§ REQUIRED ACTION
Look through the material beneath and copy each line with the word "rubble".

** SOURCE MATERIAL follows **

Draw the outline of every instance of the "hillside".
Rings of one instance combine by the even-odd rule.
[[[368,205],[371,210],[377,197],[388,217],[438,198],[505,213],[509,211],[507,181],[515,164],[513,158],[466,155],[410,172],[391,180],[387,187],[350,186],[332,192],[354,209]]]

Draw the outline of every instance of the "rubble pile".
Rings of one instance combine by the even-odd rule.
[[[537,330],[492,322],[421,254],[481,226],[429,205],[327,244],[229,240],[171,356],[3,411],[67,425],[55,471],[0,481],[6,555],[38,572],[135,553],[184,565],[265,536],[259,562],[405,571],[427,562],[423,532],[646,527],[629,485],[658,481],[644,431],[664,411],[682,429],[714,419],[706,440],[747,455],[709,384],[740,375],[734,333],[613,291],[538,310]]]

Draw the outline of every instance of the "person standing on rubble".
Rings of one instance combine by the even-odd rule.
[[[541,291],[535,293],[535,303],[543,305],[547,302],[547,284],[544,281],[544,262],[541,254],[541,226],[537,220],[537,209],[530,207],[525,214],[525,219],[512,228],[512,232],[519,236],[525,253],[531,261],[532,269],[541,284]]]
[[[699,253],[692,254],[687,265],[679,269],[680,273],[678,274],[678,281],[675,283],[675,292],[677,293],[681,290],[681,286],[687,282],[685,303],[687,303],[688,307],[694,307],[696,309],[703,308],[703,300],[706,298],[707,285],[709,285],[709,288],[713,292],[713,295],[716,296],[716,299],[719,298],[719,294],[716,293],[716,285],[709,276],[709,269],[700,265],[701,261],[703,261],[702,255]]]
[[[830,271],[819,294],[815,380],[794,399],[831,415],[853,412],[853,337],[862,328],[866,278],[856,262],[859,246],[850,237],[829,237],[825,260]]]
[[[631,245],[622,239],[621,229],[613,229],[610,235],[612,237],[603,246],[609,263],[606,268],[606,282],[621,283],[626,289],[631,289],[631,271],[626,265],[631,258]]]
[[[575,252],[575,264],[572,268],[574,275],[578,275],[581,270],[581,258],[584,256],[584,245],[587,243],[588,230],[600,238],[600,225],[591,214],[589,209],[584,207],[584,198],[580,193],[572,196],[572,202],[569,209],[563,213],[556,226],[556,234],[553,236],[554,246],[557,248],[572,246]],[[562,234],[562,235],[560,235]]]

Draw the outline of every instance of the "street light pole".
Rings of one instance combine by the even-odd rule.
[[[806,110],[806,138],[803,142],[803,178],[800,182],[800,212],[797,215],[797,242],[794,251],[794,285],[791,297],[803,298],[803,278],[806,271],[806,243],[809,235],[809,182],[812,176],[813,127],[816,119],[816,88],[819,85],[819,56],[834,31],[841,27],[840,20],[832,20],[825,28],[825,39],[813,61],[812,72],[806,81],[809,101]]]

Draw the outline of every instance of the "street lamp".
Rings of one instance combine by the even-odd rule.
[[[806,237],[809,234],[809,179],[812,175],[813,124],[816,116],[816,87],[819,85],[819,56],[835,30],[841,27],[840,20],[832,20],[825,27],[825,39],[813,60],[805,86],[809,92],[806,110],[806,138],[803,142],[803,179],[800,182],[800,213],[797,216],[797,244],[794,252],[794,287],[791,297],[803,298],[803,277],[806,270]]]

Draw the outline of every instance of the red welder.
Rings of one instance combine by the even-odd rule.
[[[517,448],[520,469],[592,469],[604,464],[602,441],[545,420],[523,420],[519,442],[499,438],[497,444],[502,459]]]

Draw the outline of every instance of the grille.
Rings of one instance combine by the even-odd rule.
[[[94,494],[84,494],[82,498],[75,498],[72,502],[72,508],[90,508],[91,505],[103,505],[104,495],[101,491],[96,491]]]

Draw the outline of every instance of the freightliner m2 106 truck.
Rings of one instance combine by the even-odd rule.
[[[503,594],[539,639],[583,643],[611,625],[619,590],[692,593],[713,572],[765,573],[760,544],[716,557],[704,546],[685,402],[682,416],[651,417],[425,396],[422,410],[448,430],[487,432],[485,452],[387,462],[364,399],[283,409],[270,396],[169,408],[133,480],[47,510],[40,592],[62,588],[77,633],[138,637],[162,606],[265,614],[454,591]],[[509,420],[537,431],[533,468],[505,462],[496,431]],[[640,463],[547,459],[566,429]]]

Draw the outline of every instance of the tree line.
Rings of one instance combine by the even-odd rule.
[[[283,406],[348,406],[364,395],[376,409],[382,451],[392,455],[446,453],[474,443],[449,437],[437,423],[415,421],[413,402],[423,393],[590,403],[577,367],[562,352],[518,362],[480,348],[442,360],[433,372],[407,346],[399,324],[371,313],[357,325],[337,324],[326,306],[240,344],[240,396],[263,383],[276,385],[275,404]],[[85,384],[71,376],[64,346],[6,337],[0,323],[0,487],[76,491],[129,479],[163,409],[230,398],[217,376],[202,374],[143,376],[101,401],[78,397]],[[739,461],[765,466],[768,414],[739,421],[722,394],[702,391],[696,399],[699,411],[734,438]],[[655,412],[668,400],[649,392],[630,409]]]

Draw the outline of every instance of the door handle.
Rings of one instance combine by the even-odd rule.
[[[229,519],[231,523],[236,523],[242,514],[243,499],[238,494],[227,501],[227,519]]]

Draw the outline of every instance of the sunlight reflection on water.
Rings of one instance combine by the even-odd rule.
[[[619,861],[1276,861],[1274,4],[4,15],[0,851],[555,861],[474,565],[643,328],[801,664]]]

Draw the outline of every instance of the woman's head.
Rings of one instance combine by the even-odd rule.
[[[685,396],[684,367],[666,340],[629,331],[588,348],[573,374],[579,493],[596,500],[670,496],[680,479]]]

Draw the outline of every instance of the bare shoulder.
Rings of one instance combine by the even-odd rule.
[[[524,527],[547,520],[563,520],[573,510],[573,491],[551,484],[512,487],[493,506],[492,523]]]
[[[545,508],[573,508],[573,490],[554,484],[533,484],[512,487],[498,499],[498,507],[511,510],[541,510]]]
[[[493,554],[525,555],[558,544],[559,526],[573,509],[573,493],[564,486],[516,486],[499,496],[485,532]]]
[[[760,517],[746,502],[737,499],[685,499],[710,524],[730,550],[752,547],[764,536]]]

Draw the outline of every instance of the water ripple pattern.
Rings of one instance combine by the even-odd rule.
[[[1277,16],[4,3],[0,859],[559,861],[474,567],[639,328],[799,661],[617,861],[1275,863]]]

** End of SOURCE MATERIAL **

§ EXPECTED OUTPUT
Draw the outline of every instance of the "rubble pile".
Draw the outline of every instance of the "person standing on rubble".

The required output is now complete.